╭─ Texto fornecido
Assim, convém também não esquecer que com o jogo nesses moldes (Benfica instalado no meio-campo ofensivo) o único real momento a ter em conta para as coisas não azedarem neste regresso dos adeptos ao estádio, seria o momento de transição ofensiva para os belgas que iriam sempre apostar nas costas da linha defensiva. E hoje, convém dizê-lo, a linha defensiva do Benfica mostrou-se irrepreensível. Se por falta de reais testes (os cinco dedos da mão sobrarão para contar as investidas do Standard) ou se por os métodos de Jesus estarem finalmente a fazer sentido para Nico e Jan, não saberemos dizer ao certo. O que é factual é que os timings e a activação na dança subir/descer foram executados sem problemas de maior e com uma fluidez a fazer lembrar o habitual nas equipas de Jesus. Com isto restava outro bico-de-obra: como desfazer a muralha que os encarnados encontravam à frente?



E para aí chegarmos convém lembrar que se não houvesse oposição, o jogo não só não seria um jogo como não seriam precisos passes horizontais para nada. O passe horizontal é um passe que existe porque há oposição num jogo de futebol. No entanto não será por isso que os passes verticais não serão precisos. E para o Benfica, nesta noite, eles foram imensamente necessários. Contudo, no momento actual de pandemia de (ultra)organizações defensivas direccionadas para parar jogo-interior, o passe vertical que pode eficazmente ser a vacina, pode muito facilmente também virar-se contra o criador. Daí surgir a questão: terá sido Pizzi o elemento mais propício para naquela zona encontrar os espaços que poderiam ferir o Standard?
╰─
╭─ Material de estudo
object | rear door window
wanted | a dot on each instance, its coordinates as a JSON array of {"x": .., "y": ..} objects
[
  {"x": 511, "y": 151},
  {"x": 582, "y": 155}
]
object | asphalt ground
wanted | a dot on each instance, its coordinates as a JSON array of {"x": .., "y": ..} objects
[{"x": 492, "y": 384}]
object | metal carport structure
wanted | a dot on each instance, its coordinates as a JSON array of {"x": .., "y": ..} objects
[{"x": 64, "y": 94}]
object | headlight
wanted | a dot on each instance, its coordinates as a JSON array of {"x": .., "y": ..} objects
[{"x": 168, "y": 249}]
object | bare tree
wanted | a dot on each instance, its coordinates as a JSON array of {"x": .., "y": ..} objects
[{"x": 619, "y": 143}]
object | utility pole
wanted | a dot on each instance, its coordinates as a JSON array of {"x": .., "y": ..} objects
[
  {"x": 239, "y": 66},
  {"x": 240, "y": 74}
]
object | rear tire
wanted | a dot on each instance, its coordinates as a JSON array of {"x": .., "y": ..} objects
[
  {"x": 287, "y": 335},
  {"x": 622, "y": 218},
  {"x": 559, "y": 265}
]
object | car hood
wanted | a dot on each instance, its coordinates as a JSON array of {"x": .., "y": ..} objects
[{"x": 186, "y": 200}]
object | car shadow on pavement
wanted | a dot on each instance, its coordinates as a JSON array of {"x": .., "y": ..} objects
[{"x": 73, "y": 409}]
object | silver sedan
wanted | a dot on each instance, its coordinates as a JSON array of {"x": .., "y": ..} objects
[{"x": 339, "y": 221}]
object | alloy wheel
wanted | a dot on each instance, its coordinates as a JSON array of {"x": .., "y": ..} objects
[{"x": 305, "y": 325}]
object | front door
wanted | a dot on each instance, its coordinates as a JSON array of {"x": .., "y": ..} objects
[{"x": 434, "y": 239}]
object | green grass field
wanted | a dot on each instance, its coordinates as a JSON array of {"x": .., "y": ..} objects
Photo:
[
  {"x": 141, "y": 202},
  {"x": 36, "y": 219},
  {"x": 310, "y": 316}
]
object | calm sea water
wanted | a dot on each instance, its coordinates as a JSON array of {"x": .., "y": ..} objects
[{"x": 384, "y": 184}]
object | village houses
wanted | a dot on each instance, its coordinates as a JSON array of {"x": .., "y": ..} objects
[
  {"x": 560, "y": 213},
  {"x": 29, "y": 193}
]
╰─
#### Tarefa
Transcreva, do texto sobre o jogo entre o Benfica e o Standard, o trecho que vai de "E para aí chegarmos" até "ferir o Standard?", sem alterar nada.

#### A sua resposta
E para aí chegarmos convém lembrar que se não houvesse oposição, o jogo não só não seria um jogo como não seriam precisos passes horizontais para nada. O passe horizontal é um passe que existe porque há oposição num jogo de futebol. No entanto não será por isso que os passes verticais não serão precisos. E para o Benfica, nesta noite, eles foram imensamente necessários. Contudo, no momento actual de pandemia de (ultra)organizações defensivas direccionadas para parar jogo-interior, o passe vertical que pode eficazmente ser a vacina, pode muito facilmente também virar-se contra o criador. Daí surgir a questão: terá sido Pizzi o elemento mais propício para naquela zona encontrar os espaços que poderiam ferir o Standard?